> Dataset records:
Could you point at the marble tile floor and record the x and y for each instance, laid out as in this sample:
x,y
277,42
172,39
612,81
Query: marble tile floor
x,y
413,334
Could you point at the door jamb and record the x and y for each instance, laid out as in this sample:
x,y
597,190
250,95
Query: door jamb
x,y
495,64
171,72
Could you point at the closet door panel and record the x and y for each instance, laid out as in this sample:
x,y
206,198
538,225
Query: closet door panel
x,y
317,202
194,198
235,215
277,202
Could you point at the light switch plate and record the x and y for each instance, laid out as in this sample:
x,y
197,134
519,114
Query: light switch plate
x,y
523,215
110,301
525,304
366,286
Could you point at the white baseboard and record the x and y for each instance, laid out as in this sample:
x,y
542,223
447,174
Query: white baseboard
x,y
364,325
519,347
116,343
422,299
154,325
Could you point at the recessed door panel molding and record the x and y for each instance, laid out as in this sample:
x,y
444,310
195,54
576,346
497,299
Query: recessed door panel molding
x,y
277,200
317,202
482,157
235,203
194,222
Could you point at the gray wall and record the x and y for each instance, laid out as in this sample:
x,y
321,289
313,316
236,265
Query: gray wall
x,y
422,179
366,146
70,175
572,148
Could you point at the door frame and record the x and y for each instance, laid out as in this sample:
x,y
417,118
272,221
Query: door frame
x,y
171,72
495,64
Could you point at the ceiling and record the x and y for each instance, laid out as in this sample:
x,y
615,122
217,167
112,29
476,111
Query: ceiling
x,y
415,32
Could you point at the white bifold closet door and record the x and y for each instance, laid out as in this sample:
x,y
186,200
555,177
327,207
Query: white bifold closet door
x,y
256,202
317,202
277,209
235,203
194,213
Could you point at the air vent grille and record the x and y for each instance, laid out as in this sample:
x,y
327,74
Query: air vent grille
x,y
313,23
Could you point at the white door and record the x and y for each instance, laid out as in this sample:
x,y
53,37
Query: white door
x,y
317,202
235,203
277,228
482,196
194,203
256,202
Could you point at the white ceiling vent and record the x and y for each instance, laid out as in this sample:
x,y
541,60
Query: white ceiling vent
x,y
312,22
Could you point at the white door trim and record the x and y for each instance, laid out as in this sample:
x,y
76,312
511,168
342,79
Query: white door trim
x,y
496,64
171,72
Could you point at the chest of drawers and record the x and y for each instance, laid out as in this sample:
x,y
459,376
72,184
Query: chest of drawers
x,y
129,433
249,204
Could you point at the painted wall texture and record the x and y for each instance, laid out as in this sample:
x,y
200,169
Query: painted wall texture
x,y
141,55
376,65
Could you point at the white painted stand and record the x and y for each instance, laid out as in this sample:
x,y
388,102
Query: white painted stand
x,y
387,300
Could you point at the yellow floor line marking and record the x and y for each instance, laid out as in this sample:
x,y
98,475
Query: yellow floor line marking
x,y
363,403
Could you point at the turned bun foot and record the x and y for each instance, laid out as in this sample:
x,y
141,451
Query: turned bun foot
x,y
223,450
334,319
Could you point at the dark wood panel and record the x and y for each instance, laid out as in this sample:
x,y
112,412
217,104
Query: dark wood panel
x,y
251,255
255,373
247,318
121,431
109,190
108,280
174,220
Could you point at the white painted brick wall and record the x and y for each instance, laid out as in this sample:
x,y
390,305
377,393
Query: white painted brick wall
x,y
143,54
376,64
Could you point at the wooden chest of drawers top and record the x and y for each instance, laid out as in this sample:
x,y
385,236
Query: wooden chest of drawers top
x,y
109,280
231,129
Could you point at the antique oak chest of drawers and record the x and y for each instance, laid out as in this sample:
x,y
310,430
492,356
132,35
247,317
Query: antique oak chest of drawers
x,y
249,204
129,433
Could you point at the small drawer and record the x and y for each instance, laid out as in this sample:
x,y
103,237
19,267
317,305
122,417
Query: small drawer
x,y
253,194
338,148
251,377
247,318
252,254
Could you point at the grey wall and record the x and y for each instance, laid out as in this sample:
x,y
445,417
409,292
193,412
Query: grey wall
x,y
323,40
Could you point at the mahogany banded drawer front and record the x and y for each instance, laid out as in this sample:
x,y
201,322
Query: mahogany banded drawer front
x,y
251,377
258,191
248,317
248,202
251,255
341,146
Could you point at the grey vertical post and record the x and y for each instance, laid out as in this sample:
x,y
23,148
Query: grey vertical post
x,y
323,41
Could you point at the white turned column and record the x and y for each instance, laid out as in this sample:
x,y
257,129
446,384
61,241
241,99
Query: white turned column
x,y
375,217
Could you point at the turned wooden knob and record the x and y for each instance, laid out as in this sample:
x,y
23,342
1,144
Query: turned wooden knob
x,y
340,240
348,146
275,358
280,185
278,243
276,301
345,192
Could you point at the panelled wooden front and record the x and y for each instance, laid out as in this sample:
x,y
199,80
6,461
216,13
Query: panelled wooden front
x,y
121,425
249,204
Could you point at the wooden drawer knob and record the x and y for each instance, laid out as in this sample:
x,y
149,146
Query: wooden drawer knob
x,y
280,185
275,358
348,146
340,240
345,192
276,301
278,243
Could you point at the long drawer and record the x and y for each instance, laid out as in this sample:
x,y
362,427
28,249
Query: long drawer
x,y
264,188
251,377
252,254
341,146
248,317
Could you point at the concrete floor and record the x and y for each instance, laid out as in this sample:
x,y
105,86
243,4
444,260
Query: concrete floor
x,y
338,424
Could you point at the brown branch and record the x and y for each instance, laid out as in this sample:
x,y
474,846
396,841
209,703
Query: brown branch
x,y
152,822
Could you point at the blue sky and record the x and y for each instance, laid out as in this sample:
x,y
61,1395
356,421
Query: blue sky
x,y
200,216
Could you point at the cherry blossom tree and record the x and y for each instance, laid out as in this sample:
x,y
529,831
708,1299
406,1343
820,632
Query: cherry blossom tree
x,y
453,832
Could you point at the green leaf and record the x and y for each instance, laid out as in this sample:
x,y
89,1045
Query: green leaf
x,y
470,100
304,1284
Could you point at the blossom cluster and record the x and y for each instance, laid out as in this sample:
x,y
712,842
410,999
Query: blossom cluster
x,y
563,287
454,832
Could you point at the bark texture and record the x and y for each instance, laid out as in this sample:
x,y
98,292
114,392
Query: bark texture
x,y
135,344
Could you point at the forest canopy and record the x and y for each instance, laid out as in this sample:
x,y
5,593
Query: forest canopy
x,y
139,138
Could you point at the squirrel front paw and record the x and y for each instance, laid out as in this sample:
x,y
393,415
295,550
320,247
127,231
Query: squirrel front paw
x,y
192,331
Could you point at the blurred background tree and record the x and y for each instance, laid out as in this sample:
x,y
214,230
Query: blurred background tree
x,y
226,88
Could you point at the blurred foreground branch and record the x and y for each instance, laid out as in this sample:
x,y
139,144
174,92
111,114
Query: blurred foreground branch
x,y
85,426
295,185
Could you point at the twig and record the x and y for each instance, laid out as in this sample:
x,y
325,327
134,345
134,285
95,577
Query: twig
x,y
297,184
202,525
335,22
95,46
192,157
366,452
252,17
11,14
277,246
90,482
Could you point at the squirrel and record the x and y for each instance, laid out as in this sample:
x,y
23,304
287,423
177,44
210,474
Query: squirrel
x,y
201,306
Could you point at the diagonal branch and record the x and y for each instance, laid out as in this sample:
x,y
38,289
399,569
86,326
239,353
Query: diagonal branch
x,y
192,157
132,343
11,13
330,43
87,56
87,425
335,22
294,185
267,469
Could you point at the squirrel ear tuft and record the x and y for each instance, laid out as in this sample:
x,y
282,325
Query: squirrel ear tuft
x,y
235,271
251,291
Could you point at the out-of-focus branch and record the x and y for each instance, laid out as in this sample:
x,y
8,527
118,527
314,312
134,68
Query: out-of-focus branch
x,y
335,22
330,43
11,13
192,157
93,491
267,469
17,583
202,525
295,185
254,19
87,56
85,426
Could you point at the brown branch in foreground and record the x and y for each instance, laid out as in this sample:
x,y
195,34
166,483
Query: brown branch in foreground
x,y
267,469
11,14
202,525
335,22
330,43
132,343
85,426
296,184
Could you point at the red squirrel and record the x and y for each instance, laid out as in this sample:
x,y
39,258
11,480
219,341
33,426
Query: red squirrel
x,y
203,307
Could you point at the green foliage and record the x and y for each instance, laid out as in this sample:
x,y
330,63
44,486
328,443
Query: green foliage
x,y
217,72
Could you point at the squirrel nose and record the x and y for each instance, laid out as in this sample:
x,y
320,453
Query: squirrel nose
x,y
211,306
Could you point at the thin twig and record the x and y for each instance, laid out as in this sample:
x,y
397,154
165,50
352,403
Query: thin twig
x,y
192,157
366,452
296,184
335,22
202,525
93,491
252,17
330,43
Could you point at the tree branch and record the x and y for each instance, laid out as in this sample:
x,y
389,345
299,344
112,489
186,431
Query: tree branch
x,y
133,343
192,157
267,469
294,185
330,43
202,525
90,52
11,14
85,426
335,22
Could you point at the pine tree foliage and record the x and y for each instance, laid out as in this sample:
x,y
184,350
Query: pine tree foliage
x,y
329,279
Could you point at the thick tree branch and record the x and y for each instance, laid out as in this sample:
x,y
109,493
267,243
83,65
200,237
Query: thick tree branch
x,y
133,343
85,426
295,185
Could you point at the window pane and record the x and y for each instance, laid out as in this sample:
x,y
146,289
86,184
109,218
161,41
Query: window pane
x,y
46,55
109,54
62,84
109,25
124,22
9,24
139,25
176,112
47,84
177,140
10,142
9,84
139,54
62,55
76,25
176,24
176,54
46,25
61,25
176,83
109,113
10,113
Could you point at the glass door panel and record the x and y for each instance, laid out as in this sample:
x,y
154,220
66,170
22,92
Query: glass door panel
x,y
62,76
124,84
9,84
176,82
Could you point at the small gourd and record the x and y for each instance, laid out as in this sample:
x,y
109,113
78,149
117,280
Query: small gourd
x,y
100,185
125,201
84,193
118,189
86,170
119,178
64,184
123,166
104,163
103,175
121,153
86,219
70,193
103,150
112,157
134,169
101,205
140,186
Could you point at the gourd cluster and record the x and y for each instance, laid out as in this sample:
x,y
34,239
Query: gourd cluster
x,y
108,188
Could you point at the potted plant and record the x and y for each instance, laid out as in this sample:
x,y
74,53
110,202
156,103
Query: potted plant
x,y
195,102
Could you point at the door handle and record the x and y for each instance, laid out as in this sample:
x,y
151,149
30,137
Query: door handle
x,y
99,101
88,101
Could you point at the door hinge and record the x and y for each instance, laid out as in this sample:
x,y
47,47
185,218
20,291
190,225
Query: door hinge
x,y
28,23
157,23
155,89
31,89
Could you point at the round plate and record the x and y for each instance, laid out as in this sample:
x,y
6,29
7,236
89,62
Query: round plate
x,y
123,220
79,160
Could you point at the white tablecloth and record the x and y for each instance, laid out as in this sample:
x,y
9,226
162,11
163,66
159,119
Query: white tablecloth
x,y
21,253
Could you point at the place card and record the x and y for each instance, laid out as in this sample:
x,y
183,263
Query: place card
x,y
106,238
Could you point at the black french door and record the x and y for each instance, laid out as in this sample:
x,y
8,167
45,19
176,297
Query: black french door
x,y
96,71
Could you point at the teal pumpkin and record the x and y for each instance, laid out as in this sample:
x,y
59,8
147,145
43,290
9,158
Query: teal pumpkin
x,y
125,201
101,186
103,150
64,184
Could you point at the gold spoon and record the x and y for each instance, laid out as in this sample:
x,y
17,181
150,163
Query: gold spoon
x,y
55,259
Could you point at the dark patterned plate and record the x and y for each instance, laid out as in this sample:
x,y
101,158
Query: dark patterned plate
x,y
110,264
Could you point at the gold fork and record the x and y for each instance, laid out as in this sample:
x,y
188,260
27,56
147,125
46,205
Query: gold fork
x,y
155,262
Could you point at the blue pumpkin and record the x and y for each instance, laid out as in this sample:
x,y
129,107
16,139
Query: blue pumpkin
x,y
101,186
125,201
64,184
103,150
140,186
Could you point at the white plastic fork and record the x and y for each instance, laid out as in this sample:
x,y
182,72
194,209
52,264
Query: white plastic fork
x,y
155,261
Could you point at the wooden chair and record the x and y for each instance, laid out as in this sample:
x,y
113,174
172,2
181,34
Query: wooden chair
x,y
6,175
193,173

> Given request: Rewrite the entries from the line with "Could you point at the wooden chair" through the end of the entries, replacing "wooden chair" with "folding chair" and leaving all else unchanged.

> Written solution:
Could you point at the folding chair and record the x and y for each instance, laid out as in this sample:
x,y
113,174
172,2
181,34
Query: folding chair
x,y
6,175
193,173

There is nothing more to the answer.